= Excerpt provided =
## Begin

Insofar as indemnification for liability arising under the Securities Act
of 1933 may be permitted to the Trustees, officers, and controlling persons of
the Fund pursuant to the provisions described under this Item 27, or otherwise,
the Fund has been advised that, in the opinion of the SEC, such indemnification
is against public policy as expressed in the Act and is, therefore,
unenforceable. In the event that a claim for indemnification against such
liabilities (other than the payment by the Fund of expenses incurred or paid by
a Trustee, officer, or controlling person of the Fund in the successful defense
of any action, suit, or proceeding) is asserted by such Trustee, officer, or
controlling person in connection with the securities being registered, the Fund
will, unless in the opinion of its counsel the matter has been settled by
controlling precedent, submit to a court of appropriate jurisdiction the
question of whether such indemnification by it is against public policy as
expressed in the Act and will be governed by the final adjudication of such
issue.

## End

= Excerpted data =

## Begin

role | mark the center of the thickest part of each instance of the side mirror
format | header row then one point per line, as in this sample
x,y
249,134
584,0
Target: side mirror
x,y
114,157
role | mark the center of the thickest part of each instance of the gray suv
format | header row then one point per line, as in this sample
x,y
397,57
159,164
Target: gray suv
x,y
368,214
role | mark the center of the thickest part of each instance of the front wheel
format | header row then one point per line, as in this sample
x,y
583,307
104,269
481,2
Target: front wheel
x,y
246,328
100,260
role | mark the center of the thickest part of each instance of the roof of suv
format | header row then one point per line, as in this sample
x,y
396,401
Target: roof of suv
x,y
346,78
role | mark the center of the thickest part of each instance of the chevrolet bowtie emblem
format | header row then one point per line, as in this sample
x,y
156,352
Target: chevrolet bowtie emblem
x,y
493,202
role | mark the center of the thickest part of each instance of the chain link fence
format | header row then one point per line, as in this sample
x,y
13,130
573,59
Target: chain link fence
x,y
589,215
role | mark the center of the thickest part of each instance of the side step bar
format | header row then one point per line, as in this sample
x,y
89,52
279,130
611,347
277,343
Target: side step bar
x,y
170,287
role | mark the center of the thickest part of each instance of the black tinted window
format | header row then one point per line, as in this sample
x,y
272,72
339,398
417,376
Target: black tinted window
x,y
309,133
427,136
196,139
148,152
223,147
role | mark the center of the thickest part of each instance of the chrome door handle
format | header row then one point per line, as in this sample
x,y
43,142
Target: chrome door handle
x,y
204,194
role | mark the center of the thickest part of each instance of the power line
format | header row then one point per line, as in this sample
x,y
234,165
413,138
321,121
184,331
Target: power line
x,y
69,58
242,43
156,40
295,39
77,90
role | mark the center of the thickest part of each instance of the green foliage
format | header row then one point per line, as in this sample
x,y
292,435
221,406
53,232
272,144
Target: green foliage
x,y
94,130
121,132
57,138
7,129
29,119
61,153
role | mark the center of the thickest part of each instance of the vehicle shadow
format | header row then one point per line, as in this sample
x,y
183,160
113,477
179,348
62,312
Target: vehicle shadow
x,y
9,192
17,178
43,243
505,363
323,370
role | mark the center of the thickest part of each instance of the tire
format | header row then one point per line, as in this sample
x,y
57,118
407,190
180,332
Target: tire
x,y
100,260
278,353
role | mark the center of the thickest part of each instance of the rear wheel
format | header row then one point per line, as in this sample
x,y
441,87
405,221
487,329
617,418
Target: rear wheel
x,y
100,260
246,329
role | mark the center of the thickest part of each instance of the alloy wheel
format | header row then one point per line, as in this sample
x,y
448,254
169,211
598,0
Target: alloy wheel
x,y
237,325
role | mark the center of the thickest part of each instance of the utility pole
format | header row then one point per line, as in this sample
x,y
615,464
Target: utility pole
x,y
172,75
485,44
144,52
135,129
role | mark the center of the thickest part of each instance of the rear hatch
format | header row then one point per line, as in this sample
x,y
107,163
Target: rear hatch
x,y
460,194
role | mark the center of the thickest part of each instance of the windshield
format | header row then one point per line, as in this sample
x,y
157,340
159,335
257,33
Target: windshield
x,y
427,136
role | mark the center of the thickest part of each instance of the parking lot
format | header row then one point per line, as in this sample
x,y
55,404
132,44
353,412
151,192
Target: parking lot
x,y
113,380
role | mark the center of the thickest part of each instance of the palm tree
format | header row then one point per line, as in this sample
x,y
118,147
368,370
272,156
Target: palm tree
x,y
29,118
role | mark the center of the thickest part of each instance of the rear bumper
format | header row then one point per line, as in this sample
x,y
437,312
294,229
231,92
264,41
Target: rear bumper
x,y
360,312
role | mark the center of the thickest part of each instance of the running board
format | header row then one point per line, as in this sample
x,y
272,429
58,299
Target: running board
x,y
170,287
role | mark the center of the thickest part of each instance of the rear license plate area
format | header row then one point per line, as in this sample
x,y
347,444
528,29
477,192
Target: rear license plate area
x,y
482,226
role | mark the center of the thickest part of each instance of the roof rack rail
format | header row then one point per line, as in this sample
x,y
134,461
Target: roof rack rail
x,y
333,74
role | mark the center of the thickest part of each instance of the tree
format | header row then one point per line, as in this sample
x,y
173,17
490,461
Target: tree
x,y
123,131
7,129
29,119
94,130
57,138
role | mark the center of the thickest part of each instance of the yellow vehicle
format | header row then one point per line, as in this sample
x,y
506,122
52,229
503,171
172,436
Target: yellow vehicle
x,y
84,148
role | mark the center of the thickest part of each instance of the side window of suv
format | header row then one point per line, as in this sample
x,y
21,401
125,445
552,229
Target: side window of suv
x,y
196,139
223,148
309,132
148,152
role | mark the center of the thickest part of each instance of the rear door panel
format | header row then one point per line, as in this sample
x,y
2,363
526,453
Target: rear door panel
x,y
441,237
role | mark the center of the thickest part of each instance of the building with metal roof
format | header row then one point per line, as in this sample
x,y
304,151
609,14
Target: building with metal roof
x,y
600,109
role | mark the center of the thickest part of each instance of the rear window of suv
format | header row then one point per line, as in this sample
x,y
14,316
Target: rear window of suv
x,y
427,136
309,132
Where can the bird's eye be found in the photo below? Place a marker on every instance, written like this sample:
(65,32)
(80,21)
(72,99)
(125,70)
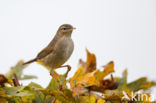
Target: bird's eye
(64,28)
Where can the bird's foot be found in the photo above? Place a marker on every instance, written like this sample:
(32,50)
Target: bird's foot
(68,67)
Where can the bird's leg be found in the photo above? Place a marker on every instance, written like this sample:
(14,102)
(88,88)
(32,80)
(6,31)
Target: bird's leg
(68,67)
(53,75)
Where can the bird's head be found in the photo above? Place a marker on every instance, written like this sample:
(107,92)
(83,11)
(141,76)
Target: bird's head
(65,29)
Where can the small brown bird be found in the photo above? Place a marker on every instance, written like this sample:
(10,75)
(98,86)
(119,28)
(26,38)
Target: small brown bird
(59,49)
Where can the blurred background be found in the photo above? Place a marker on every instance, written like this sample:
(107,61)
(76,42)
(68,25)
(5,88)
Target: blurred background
(119,30)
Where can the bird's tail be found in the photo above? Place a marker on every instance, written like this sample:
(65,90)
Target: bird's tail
(30,61)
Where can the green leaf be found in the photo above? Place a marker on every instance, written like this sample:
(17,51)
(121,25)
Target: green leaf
(35,85)
(26,77)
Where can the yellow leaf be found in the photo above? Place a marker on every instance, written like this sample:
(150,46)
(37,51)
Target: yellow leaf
(100,101)
(91,62)
(92,99)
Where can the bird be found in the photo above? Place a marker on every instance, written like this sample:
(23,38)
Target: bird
(58,51)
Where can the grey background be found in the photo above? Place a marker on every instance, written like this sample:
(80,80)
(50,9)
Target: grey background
(120,30)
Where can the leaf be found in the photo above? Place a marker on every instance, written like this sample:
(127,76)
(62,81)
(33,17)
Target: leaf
(100,101)
(16,91)
(35,85)
(26,77)
(123,81)
(141,83)
(91,62)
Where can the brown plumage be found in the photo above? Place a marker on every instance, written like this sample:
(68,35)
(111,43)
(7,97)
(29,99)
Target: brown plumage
(59,49)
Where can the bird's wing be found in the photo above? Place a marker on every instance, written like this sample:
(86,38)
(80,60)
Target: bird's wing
(49,49)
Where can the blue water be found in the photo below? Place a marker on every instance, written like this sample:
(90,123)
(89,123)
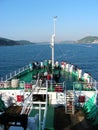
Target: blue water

## End

= Written exercise A =
Gather each line of the records that includes the word "board".
= Written exercise B =
Extend the passage on indemnification under the Securities Act of 1933, starting after its final sentence.
The records have no connection to the text.

= Written answer A =
role | mark the center of the thickest part of each instance of the running board
Target: running board

= Written answer B =
The Fund may purchase and maintain insurance on behalf of an officer,
Trustee, employee, or agent protecting such person, to the full extent permitted
by applicable law, from liability incurred by such person as officer, Trustee,
employee, or agent of the Fund or arising from his activities in such capacity.
This Agreement may be amended from time to time by written agreement signed
by all of the parties; provided, that such amendment shall be approved both by
the vote of a majority of Trustees of the Fund, including a majority of Trustees
who are not interested persons of the Trustee to this Agreement (other than as
Trustees of the Fund) cast in person at a meeting called for that purpose, and
by the holders of a majority (as defined in the Act) of the outstanding voting
securities of the Fund to which this Agreement is applicable.
This Agreement may be amended by agreement of the parties without the vote
or consent of the shareholders of the Fund to supply any omission, to cure,
correct, or supplement any ambiguous, defective, or inconsistent provision
hereof, or if they deem it necessary to conform this Agreement to the
requirements of applicable federal and/or state laws or regulations, but neither
the Fund nor the Trustee shall be liable for failing to do so.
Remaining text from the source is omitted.